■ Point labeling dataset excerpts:

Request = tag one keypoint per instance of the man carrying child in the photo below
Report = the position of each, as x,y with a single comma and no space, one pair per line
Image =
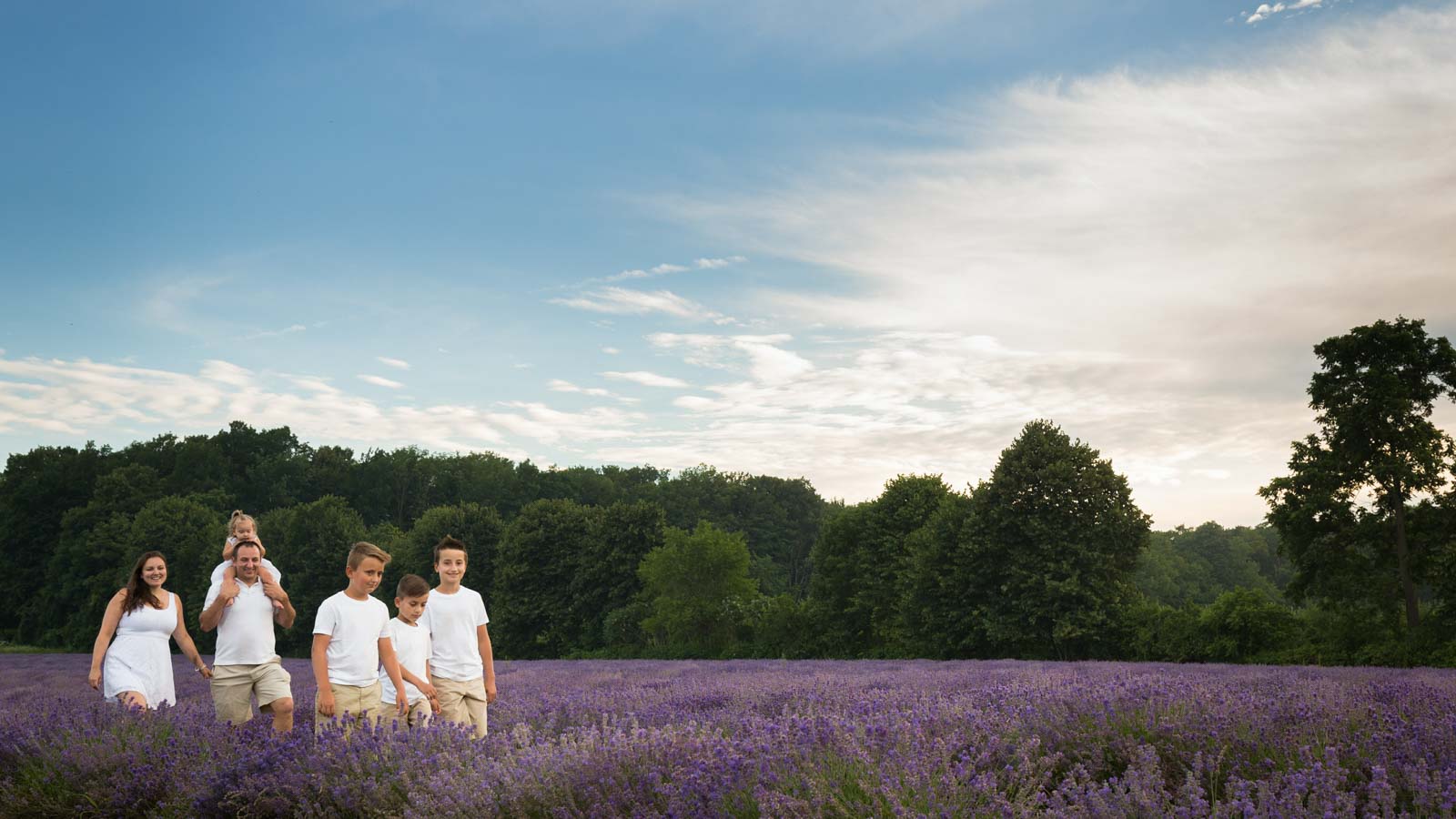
247,663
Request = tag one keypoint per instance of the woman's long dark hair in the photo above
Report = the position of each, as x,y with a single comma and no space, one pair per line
137,591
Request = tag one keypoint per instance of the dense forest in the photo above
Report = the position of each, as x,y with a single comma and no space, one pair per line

■ What you need to do: Reproduce every record above with "keypoint" swapped for "point" wherever it occurs, keeping everything else identical. Leave the pictures out of your answer.

■ Solution for this problem:
Request = tag one point per instance of the man carrying child in the photo below
Report = the position of each, as x,y with a single comma and no space, one pair per line
Image =
247,663
Request = tag one point per instance of the woman's long dark hair in the photo above
Report = the position of each, as x,y with a single comma and no space, one pair per line
137,591
Request = tag one point per instance of the dense forest in the photo above
Report = the position of each, as x,y with a single comma and no space, one pair per line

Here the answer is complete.